After reading the data, copy it out in full and exactly.

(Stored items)
══════════════════════════════

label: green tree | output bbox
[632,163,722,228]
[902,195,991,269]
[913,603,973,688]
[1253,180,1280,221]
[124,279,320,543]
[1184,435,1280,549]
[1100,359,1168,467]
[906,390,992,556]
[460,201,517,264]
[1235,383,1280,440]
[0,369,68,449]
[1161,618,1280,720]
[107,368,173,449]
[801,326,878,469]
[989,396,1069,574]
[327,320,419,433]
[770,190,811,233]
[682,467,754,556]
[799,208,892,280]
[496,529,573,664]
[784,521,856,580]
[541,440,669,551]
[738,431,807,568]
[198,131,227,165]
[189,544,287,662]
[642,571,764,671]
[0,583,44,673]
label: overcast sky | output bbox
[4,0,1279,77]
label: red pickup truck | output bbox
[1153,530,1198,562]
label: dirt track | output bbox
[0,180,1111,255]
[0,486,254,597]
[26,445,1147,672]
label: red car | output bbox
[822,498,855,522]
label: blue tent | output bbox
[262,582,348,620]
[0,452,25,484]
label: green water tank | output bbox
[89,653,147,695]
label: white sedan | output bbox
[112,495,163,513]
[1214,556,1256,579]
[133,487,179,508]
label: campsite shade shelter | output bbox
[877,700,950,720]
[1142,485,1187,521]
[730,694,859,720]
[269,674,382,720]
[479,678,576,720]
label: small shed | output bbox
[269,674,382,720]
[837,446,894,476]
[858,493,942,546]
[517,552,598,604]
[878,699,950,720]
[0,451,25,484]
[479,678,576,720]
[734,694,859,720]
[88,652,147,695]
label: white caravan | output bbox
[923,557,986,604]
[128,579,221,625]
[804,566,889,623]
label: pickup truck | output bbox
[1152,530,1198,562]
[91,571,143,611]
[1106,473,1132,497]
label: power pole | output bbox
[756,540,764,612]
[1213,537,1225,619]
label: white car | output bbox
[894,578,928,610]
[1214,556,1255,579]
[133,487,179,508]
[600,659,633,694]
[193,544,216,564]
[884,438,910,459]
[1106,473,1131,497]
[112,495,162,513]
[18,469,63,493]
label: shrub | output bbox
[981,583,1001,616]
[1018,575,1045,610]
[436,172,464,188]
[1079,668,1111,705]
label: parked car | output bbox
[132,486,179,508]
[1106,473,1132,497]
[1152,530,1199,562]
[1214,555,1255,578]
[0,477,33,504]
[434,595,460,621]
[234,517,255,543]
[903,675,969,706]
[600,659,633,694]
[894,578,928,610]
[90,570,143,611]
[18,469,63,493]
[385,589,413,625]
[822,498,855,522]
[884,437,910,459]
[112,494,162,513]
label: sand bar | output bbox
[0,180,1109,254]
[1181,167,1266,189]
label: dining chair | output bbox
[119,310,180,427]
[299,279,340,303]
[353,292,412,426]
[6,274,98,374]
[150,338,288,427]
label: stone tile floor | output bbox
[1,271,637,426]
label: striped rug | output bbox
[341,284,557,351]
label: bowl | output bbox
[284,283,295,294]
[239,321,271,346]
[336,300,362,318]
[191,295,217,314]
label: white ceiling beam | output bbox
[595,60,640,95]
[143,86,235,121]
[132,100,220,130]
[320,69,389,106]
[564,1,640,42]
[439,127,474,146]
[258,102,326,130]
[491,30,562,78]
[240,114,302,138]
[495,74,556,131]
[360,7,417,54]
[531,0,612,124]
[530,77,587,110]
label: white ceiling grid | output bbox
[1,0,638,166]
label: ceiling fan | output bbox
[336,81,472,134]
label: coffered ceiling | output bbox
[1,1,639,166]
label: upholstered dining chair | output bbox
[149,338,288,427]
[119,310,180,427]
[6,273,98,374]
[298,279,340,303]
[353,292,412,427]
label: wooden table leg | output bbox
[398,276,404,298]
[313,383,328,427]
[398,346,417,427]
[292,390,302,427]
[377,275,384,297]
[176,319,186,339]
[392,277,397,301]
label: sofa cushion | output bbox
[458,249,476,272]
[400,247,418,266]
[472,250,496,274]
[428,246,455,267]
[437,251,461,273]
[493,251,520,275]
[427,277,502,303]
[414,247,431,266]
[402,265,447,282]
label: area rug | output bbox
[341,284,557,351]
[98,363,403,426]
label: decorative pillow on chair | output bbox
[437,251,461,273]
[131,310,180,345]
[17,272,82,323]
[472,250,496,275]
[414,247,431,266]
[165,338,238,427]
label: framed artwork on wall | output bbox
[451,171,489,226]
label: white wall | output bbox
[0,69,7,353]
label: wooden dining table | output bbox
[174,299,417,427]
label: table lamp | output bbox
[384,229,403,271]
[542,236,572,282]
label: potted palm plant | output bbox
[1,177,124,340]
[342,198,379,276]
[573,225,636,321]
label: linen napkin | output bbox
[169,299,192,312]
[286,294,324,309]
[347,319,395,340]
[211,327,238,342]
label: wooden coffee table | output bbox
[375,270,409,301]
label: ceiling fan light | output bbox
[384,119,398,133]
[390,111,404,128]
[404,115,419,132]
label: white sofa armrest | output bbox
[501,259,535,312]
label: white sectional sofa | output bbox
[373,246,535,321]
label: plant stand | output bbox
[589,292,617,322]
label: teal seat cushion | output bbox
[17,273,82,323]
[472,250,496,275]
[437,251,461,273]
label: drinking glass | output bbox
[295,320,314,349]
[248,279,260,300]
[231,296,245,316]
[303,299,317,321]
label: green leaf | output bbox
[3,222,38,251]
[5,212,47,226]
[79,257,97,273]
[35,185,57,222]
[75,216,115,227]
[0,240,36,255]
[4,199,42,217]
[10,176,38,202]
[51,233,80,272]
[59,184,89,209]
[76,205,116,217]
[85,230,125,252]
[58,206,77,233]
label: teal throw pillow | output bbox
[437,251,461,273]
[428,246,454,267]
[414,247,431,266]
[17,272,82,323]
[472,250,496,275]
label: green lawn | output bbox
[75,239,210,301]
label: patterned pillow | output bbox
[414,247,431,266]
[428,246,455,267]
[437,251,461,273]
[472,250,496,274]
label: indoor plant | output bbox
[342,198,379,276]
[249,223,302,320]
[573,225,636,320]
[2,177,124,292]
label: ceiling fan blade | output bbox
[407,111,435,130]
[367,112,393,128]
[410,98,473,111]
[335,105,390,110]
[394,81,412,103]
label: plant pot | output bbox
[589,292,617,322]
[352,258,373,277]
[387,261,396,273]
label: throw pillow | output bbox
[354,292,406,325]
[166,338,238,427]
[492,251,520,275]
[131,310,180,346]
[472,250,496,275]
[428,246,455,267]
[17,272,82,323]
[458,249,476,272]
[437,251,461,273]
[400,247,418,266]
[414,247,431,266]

══════════════════════════════

→ **Output**:
label: green tree | output bbox
[632,163,722,228]
[902,195,991,269]
[913,603,973,688]
[1253,180,1280,221]
[124,279,320,543]
[1184,435,1280,549]
[1100,359,1168,467]
[906,390,992,556]
[460,201,517,264]
[1235,383,1280,440]
[0,369,68,449]
[1161,618,1280,720]
[107,368,173,449]
[801,326,878,469]
[989,396,1069,574]
[327,320,419,433]
[770,190,811,233]
[682,467,754,556]
[799,208,892,280]
[496,529,573,664]
[784,521,856,580]
[541,440,669,551]
[738,431,807,568]
[198,131,227,165]
[189,544,287,662]
[642,571,764,671]
[0,583,44,673]
label: overcast sky | output bbox
[4,0,1279,77]
label: red pickup truck | output bbox
[1153,530,1198,562]
label: dirt track | output bbox
[0,180,1111,255]
[0,486,254,597]
[26,445,1147,672]
label: red car | output bbox
[822,498,855,522]
label: blue tent | output bbox
[262,582,348,620]
[0,452,25,484]
label: green water tank | output bbox
[89,653,147,695]
label: white sedan | output bbox
[112,495,163,513]
[1214,556,1256,579]
[133,487,179,508]
label: campsite shade shelter | output bbox
[877,700,950,720]
[1142,485,1187,521]
[730,694,859,720]
[269,674,382,720]
[479,678,576,720]
label: small shed | output bbox
[269,674,382,720]
[837,446,894,476]
[858,493,942,546]
[517,552,598,604]
[878,699,950,720]
[0,451,25,484]
[479,678,576,720]
[734,694,859,720]
[88,652,147,695]
label: white caravan | output bbox
[923,557,986,604]
[128,579,221,625]
[804,566,889,623]
label: pickup truck | output bbox
[1152,530,1198,562]
[91,571,143,611]
[1106,473,1132,497]
label: power pole | output bbox
[756,540,764,612]
[1213,537,1225,619]
label: white car | output bbox
[894,578,928,610]
[1214,556,1255,579]
[133,487,179,508]
[600,659,633,694]
[193,544,216,564]
[884,438,910,459]
[1106,473,1131,497]
[112,495,162,513]
[18,469,63,493]
label: shrub | output bbox
[981,583,1001,616]
[1018,575,1045,610]
[436,172,464,188]
[1079,668,1111,705]
label: parked car | output bbox
[132,486,179,508]
[1106,473,1132,497]
[1152,530,1199,562]
[1214,555,1255,578]
[0,477,33,504]
[434,595,460,621]
[234,517,255,543]
[903,675,969,706]
[600,659,633,694]
[894,578,928,610]
[90,570,143,611]
[18,469,63,493]
[385,589,413,625]
[822,498,855,522]
[884,437,910,459]
[112,494,162,513]
label: sand bar | output bbox
[0,180,1109,254]
[1181,167,1266,189]
label: dining chair | output bbox
[119,310,180,427]
[299,279,340,303]
[353,292,412,426]
[6,274,98,374]
[150,338,288,427]
label: stone tile floor | output bbox
[1,271,637,426]
label: striped rug | output bbox
[341,284,557,351]
label: bowl | output bbox
[284,283,295,294]
[239,321,271,346]
[336,300,362,318]
[191,295,217,314]
label: white ceiling beam | output bbox
[595,60,640,95]
[143,86,235,121]
[132,100,220,130]
[320,69,389,106]
[564,1,640,42]
[439,127,474,146]
[258,102,326,130]
[491,30,562,78]
[240,114,302,138]
[495,74,556,131]
[360,7,417,54]
[531,0,612,124]
[530,77,587,110]
label: white ceiling grid | output bbox
[1,0,638,166]
label: ceiling fan | output bbox
[336,81,472,134]
label: coffered ceiling | output bbox
[1,1,639,166]
label: upholstered dining chair | output bbox
[149,338,288,427]
[119,310,180,427]
[6,273,98,374]
[298,279,340,303]
[353,292,412,427]
label: wooden table leg | output bbox
[398,276,404,298]
[313,383,328,427]
[398,346,417,427]
[292,390,302,427]
[377,275,384,297]
[176,319,186,339]
[392,277,397,301]
label: sofa cushion | output bbox
[458,249,476,272]
[400,247,418,266]
[472,250,496,274]
[428,246,455,267]
[437,251,461,273]
[493,251,520,275]
[427,277,502,303]
[414,247,431,266]
[402,265,447,282]
label: area rug | output bbox
[341,284,557,351]
[98,363,403,426]
label: decorative pillow on chair | output bbox
[437,251,461,273]
[131,310,180,345]
[17,272,82,323]
[472,250,496,275]
[414,247,431,266]
[165,338,238,427]
label: framed artwork on wall | output bbox
[451,171,489,226]
label: white wall | output bbox
[0,69,7,353]
label: wooden dining table | output bbox
[174,299,417,427]
label: table lamp | output bbox
[384,229,403,271]
[542,236,572,282]
label: potted palm plant | output bbox
[1,177,124,340]
[342,198,379,276]
[573,225,636,321]
label: linen napkin | output bbox
[169,299,192,312]
[286,294,324,309]
[347,319,395,340]
[211,327,238,342]
label: wooden coffee table | output bbox
[375,270,409,301]
label: ceiling fan light | output bbox
[384,119,398,133]
[390,111,404,128]
[404,115,419,132]
label: white sofa armrest | output bbox
[501,259,535,312]
label: white sectional sofa | output bbox
[373,246,535,321]
label: plant stand | output bbox
[589,292,617,322]
label: teal seat cushion | output bbox
[17,273,82,323]
[472,250,496,275]
[437,251,461,273]
label: drinking glass | output bbox
[295,320,314,349]
[248,279,260,300]
[231,296,245,316]
[303,299,317,321]
label: green leaf | output bbox
[3,222,38,251]
[5,212,47,226]
[79,257,97,273]
[35,185,57,222]
[75,216,115,227]
[0,240,36,255]
[4,199,42,217]
[10,176,38,202]
[51,233,80,272]
[59,184,89,209]
[76,205,116,217]
[85,230,125,252]
[58,206,77,233]
label: teal throw pillow | output bbox
[437,251,461,273]
[428,246,454,267]
[414,247,431,266]
[17,272,82,323]
[472,250,496,275]
label: green lawn | output bbox
[75,239,210,301]
label: patterned pillow | output bbox
[414,247,431,266]
[428,246,455,267]
[437,251,461,273]
[472,250,496,274]
label: indoor plant | output bbox
[342,198,379,276]
[249,223,302,320]
[573,225,636,320]
[2,177,124,292]
label: ceiling fan blade | output bbox
[407,111,435,130]
[367,112,393,128]
[410,98,473,111]
[335,105,390,110]
[394,81,412,103]
label: plant pot | output bbox
[589,292,617,322]
[352,258,373,277]
[387,261,396,273]
label: throw pillow | output bbox
[354,292,406,325]
[166,338,238,427]
[492,251,520,275]
[131,310,180,346]
[472,250,496,275]
[428,246,455,267]
[17,272,82,323]
[458,249,476,272]
[437,251,461,273]
[400,247,418,266]
[414,247,431,266]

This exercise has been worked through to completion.